(Rows from an object pointing dataset)
■ ■ ■ ■ ■
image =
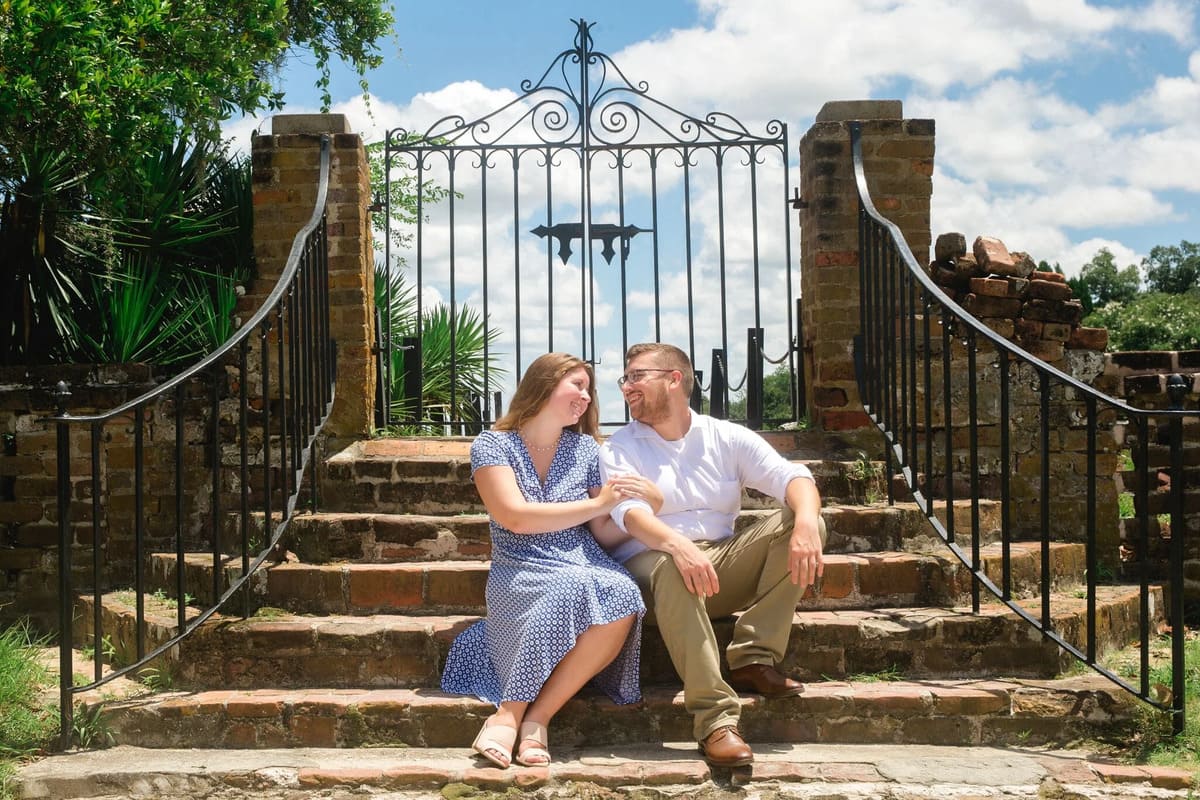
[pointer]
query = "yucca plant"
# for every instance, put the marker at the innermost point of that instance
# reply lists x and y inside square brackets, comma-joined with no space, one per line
[143,316]
[451,366]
■ ■ ■ ■ ■
▸ **What to do**
Duplicate every row above line for line without any change, leaving the pictures out.

▸ **Problem solution**
image =
[pointer]
query = "yucca plant"
# for every instance, put the marker at the innermost point of that instance
# reply lists x and y inside square brackets, comma-joined with no space, one per line
[143,316]
[451,366]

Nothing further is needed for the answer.